### Materials provided
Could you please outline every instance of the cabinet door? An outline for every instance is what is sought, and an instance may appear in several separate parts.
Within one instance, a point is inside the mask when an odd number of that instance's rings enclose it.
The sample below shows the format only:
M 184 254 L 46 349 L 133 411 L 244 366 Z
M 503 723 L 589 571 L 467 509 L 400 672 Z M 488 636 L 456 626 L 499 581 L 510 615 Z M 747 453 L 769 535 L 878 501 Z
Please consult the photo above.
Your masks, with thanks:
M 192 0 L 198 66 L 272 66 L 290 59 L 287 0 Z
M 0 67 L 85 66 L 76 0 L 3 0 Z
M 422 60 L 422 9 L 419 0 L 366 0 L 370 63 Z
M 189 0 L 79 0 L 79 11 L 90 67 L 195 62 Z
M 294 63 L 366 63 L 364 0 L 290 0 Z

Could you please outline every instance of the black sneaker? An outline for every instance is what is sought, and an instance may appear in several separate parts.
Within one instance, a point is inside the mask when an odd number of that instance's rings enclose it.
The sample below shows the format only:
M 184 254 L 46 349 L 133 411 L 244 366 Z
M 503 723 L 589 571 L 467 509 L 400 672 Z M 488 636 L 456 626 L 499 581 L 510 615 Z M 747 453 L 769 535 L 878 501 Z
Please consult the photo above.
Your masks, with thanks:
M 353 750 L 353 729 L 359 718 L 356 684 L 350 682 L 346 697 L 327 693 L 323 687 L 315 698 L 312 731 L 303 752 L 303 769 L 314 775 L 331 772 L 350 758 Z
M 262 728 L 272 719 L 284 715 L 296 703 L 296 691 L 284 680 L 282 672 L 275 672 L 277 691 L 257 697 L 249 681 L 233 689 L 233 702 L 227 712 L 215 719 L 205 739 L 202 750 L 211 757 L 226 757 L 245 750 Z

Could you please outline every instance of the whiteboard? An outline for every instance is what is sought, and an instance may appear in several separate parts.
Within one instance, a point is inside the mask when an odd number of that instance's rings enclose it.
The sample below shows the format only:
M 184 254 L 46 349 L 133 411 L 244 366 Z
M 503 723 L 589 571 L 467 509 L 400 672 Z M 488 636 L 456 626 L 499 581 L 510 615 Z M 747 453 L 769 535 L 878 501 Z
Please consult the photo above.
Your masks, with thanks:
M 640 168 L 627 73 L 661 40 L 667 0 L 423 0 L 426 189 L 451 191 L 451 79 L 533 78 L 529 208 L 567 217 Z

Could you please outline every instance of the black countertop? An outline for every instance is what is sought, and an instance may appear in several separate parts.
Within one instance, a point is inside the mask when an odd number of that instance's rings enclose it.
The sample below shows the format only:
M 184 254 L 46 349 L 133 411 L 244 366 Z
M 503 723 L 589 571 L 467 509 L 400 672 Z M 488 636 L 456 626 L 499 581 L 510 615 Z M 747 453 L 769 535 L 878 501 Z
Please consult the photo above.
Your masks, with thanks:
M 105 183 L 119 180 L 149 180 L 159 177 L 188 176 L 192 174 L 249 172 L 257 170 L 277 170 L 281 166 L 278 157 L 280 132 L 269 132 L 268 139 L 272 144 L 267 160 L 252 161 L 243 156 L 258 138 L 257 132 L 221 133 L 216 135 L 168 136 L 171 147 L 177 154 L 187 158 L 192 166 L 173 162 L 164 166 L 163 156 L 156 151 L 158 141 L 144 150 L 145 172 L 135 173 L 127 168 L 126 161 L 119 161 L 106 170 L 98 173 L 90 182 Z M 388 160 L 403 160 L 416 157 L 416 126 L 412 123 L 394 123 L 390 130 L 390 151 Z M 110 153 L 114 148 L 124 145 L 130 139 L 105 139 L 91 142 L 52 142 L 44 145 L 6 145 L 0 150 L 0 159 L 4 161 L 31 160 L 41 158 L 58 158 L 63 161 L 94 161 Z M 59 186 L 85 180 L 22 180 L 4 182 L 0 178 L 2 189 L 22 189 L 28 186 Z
==
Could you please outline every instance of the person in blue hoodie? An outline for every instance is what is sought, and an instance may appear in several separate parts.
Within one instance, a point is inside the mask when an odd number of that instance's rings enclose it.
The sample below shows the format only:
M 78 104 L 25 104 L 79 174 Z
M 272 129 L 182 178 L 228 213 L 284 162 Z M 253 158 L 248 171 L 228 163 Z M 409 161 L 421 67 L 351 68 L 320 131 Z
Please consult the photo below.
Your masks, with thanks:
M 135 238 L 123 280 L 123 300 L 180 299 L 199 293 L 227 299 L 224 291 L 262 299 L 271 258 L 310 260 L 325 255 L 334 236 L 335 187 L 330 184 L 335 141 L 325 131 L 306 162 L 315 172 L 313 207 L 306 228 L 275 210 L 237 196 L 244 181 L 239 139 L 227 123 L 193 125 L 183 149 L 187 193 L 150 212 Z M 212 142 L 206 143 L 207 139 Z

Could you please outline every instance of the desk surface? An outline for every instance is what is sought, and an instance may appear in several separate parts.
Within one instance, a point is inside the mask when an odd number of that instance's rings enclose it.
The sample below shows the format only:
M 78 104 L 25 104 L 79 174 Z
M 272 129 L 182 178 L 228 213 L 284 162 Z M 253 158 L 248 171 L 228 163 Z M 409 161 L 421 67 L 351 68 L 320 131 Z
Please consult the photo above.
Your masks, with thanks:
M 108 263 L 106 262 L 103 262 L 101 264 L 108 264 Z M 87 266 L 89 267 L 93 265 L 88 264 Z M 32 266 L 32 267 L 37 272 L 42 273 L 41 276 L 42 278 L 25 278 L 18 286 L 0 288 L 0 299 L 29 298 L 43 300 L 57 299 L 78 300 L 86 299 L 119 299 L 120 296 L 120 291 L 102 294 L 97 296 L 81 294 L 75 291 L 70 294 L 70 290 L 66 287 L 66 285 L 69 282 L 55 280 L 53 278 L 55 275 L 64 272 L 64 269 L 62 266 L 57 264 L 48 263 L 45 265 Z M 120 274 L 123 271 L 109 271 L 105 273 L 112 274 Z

### Problem statement
Retype everything in the listing from the line containing "Could you please outline every instance of the whiteboard?" down to the line containing "M 640 168 L", including both of those lines.

### Task answer
Could you please outline every instance of the whiteboard? An outline for every instance is what is sought, and an instance may appear in several separate parts.
Within one instance, a point is inside the mask when an odd number of that instance's rings enclose it.
The sample below shows the format only:
M 184 254 L 46 349 L 133 411 L 244 366 Z
M 503 723 L 589 571 L 467 509 L 400 672 Z M 488 636 L 456 626 L 499 581 L 510 615 Z M 747 453 L 769 535 L 878 501 Z
Please consult the photo above.
Your masks, with thanks:
M 640 168 L 627 73 L 661 40 L 667 0 L 423 0 L 426 189 L 451 191 L 451 79 L 533 78 L 529 208 L 567 217 Z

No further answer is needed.